DATA TO PROCESS start
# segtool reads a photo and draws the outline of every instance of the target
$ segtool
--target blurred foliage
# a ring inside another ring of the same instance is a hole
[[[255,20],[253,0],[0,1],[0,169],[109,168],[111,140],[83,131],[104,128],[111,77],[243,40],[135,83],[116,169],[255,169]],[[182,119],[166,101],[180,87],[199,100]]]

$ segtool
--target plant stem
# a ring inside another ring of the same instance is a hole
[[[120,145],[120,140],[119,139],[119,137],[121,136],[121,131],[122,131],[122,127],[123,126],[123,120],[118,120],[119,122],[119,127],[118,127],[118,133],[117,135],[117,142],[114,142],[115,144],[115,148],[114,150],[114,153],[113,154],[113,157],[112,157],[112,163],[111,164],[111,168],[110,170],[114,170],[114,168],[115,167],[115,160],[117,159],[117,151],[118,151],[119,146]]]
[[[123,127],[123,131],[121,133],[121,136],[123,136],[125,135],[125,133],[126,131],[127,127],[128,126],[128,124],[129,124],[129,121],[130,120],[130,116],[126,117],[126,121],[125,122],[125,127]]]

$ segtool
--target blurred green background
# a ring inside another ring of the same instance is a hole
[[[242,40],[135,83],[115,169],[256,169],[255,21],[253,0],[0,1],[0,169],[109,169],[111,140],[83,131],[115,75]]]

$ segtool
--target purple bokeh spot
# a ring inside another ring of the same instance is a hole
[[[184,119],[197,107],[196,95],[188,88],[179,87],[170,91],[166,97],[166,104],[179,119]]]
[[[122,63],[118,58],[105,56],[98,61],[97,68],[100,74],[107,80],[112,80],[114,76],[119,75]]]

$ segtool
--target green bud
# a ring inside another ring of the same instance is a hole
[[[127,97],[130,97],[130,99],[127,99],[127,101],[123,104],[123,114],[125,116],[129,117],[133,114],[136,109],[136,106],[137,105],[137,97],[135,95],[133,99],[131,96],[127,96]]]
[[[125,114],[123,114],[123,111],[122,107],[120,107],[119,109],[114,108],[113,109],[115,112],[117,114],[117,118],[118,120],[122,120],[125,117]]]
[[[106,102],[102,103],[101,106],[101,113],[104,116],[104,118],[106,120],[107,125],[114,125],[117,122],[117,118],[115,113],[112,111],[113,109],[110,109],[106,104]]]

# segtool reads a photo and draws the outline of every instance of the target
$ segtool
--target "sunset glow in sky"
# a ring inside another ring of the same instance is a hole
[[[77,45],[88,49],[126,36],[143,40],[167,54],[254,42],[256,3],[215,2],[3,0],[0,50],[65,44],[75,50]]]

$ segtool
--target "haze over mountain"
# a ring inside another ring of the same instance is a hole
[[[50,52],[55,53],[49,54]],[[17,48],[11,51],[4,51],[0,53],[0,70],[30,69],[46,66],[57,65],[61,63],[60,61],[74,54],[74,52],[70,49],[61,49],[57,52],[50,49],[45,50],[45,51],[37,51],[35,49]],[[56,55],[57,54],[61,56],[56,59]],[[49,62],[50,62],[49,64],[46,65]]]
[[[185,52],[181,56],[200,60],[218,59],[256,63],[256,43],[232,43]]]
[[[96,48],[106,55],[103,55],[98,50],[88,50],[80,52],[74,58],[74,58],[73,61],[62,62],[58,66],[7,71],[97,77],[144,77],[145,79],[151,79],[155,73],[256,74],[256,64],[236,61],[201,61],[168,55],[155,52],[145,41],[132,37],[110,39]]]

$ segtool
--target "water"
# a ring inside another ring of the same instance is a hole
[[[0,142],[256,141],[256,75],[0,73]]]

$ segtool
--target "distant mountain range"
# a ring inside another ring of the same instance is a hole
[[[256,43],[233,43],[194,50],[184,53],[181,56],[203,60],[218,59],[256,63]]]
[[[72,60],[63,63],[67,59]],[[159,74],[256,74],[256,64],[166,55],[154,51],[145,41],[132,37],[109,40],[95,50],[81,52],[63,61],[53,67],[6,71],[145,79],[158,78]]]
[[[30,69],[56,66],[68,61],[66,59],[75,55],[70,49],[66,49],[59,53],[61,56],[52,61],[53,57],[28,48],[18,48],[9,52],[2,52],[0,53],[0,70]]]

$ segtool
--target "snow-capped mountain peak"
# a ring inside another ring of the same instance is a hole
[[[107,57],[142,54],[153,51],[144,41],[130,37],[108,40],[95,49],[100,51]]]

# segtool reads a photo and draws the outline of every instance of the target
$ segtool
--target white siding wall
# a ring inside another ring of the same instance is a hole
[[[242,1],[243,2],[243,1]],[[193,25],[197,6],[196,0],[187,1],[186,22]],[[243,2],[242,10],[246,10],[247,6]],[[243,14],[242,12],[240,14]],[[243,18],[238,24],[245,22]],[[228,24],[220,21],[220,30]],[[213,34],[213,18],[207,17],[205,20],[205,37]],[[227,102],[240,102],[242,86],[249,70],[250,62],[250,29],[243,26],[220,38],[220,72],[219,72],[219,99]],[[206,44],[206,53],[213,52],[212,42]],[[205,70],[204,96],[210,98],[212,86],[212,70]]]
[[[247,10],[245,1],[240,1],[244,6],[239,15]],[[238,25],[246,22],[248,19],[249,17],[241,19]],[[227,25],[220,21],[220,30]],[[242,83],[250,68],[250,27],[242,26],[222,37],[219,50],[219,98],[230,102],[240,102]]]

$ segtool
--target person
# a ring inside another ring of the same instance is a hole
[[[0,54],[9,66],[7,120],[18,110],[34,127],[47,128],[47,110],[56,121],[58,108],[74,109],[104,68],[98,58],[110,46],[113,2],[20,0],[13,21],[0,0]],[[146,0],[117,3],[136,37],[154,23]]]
DATA TO PROCESS end
* **EXERCISE DIRECTIONS**
Return every line of the records that contains the word "mountain", matching case exactly.

* **SOLUTION TO THIS PROBLEM**
--target "haze over mountain"
--target "distant mountain range"
--target "snow-capped mountain peak"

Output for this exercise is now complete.